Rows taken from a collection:
* START *

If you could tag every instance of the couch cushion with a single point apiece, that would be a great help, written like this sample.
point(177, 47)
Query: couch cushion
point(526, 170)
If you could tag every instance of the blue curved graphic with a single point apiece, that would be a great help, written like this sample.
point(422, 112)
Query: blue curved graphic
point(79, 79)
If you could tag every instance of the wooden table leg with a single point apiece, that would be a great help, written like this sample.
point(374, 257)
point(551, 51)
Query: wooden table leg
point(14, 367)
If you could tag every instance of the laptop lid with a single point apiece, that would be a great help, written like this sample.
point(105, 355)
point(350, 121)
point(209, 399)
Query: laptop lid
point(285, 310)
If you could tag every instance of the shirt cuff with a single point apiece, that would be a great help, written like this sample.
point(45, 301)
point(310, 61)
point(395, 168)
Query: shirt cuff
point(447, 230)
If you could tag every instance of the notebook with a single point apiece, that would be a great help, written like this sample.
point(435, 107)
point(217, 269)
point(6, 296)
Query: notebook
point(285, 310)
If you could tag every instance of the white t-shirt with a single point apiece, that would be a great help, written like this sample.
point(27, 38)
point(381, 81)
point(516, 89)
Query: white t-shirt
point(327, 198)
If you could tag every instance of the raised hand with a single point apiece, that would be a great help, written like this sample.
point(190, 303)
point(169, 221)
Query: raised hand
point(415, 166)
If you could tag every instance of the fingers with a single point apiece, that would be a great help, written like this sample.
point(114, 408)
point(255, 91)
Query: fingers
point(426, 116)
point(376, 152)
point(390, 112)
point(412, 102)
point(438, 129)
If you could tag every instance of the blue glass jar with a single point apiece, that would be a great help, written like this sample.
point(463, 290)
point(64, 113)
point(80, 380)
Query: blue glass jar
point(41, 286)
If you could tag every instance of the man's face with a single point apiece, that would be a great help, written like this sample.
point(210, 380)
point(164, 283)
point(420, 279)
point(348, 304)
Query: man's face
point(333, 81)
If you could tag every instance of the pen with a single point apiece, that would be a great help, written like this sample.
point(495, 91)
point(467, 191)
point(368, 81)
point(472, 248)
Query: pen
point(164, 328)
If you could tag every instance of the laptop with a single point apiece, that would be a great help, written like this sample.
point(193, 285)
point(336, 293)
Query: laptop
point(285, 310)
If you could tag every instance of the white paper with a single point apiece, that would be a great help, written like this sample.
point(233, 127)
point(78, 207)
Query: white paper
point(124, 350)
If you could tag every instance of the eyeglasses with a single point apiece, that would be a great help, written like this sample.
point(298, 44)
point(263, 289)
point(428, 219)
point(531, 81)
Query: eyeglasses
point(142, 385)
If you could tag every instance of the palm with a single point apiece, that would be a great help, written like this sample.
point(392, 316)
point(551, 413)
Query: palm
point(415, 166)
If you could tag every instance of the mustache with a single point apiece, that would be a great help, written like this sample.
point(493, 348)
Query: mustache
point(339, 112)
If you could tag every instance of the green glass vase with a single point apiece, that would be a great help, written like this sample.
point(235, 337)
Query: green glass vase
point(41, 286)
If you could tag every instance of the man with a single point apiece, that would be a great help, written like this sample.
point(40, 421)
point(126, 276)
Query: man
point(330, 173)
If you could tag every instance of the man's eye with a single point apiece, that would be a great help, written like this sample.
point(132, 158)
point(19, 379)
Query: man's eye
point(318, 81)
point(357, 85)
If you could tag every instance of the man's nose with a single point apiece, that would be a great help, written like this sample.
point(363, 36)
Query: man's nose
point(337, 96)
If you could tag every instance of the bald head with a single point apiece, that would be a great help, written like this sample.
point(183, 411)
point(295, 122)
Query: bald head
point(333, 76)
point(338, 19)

* END *

DESCRIPTION OF THE TASK:
Copy every one of the rows above word for word, without any changes.

FINAL RESULT:
If you could tag every instance of the couch cushion with a single point apiece, that would be a great help, written like this sample.
point(177, 47)
Query: couch cushion
point(526, 170)
If you could tag every instance of the blue curved graphic with a single point apiece, that would be a great help, written like this sample.
point(422, 112)
Query: blue curved graphic
point(79, 79)
If you could tag every instance of the wooden table leg with a single point apiece, that would be a great help, written like this sample.
point(374, 257)
point(551, 51)
Query: wooden table leg
point(14, 367)
If you could tag every instance of the laptop lid with a single point apiece, that would be a great help, written like this sample.
point(105, 355)
point(350, 121)
point(209, 399)
Query: laptop lid
point(285, 310)
If you could tag every instance of the shirt cuff with a single point apiece, that would be a great help, written like this sample.
point(45, 301)
point(310, 61)
point(395, 168)
Query: shirt cuff
point(447, 230)
If you could tag every instance of the notebook with a single point apiece, that would be a great help, written like this sample.
point(435, 107)
point(217, 269)
point(6, 296)
Query: notebook
point(285, 310)
If you could tag every instance of the white t-shirt with a single point apiece, that would be a great help, written like this sample.
point(27, 38)
point(381, 81)
point(516, 89)
Query: white t-shirt
point(327, 198)
If you could tag every instance of the raised hand with a single point apiece, that would be a great help, written like this sample.
point(190, 303)
point(169, 221)
Query: raised hand
point(415, 166)
If you could tag every instance of the fingers with a single point apiece, that would be a great help, written like this sample.
point(114, 408)
point(255, 91)
Query: fingers
point(426, 116)
point(376, 152)
point(390, 112)
point(412, 102)
point(438, 129)
If you could tag every instance of the blue glass jar with a single point apiece, that would be a great help, written like this sample.
point(463, 290)
point(64, 113)
point(80, 380)
Query: blue glass jar
point(41, 286)
If you could tag every instance of the man's face with a single point apiece, that would be a great help, written like this sample.
point(210, 380)
point(164, 283)
point(420, 279)
point(348, 304)
Query: man's face
point(333, 81)
If you could tag every instance of the pen with a single point apiece, that would be a great help, written like this sample.
point(495, 91)
point(467, 191)
point(368, 81)
point(472, 248)
Query: pen
point(164, 328)
If you could tag every instance of the laptop with a single point apiece, that would be a great help, written like this sample.
point(193, 285)
point(336, 293)
Query: laptop
point(285, 310)
If you could tag every instance of the white paper with a single point apiece, that would be a great help, written like this sample.
point(233, 127)
point(78, 207)
Query: white paper
point(124, 350)
If you could tag every instance of the eyeglasses with a single point apiece, that would be a great help, written like this sample.
point(298, 44)
point(263, 289)
point(428, 219)
point(531, 81)
Query: eyeglasses
point(142, 385)
If you could tag every instance of the palm with a single point apiece, that would be a great help, written like this sample.
point(392, 316)
point(551, 413)
Query: palm
point(415, 166)
If you could tag every instance of the mustache with a single point apiece, that would be a great help, written like this sample.
point(493, 348)
Query: mustache
point(339, 112)
If you could tag every instance of the green glass vase with a single point apiece, that would be a great help, written like this sample.
point(235, 337)
Query: green glass vase
point(41, 286)
If you could tag every instance of the man with a single point apiece, that would be a great help, written like this sample.
point(40, 421)
point(126, 276)
Query: man
point(330, 173)
If you could tag every instance of the man's eye with a single point apiece, that would be a great help, written like this sample.
point(132, 158)
point(19, 379)
Query: man's eye
point(318, 81)
point(357, 85)
If you could tag every instance of the man's nose with a single point apiece, that would be a great help, written like this sample.
point(363, 36)
Query: man's nose
point(337, 96)
If you could tag every instance of the bald head with a single point apiece, that would be a great help, written like this sample.
point(183, 411)
point(295, 122)
Query: bald head
point(333, 76)
point(338, 19)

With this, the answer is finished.